Study text:
EP3492802B1

EP3492802B1 - Led lighting device

Info

Publication number: EP3492802B1
Application number: EP17845197.7A
Authority: EP
Inventors: Cong Wang; Jian Zhu; Kai Wang
Original assignee: Opple Lighting Co Ltd
Current assignee: Opple Lighting Co Ltd
Priority date: 2016-08-30
Filing date: 2017-08-11
Publication date: 2023-03-01
Anticipated expiration: 2037-08-11
Also published as: WO2018040895A1; EP3492802A1; EP3492802A4

Description

TECHNICAL FIELD

The present invention relates to a lighting device, and particularly to a LED lighting device.

BACKGROUND

In the current global background of energy shortage, LED is widely used in the field of lighting devices as a new solid-state light source for its advantages of energy saving, high efficiency, environmental protection, flexible control, safety, reliability, and good orientation.
LED downlight is a lighting device which has been improved and developed based on traditional downlights combined with LED lighting technology. At present, most of the LED downlights in the market use a direct-lit structure of a LED light source matched with a one-staged reflector or multi-staged reflectors or use an edge-lit attached structure of a LED light source matched with a light guide plate, which usually involves product defects such as low luminous efficiency, high glare, large size and high cost. Only high-end products of a few brands possess technical advantages such as high luminous efficiency, low glare and compact structure, which, however, are higher in price and hence are difficult to meet the market demand for large-scale applications.

Records:
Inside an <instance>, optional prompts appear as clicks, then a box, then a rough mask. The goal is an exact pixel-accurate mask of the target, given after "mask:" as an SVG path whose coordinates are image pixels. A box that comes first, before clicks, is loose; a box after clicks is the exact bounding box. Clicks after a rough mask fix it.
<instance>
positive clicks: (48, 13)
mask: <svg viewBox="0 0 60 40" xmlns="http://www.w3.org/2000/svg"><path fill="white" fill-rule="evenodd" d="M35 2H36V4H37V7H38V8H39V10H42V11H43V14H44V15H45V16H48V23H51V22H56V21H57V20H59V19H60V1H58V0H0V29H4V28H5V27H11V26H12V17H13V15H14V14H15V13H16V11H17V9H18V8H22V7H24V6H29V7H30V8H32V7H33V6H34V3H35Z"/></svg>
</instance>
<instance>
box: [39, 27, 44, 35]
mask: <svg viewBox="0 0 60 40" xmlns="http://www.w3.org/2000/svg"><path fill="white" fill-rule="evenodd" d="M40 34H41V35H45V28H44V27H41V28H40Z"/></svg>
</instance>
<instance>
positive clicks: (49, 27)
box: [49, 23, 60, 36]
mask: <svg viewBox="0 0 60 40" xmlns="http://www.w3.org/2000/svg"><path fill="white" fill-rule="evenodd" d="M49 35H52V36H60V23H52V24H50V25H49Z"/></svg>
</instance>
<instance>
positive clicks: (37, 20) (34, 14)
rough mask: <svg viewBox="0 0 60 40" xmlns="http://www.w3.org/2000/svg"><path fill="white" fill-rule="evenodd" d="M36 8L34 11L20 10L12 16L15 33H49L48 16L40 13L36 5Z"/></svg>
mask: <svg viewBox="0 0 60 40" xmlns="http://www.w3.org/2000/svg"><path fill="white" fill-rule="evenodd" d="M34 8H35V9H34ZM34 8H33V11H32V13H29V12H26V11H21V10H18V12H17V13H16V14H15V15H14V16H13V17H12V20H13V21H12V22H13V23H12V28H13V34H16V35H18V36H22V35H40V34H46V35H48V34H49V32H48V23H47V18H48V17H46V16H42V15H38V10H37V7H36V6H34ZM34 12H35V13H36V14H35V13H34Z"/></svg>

To-do item:
Who is the original assignee named on the LED lighting device patent page? These items come from a separate source.

Reply:
Opple Lighting Co Ltd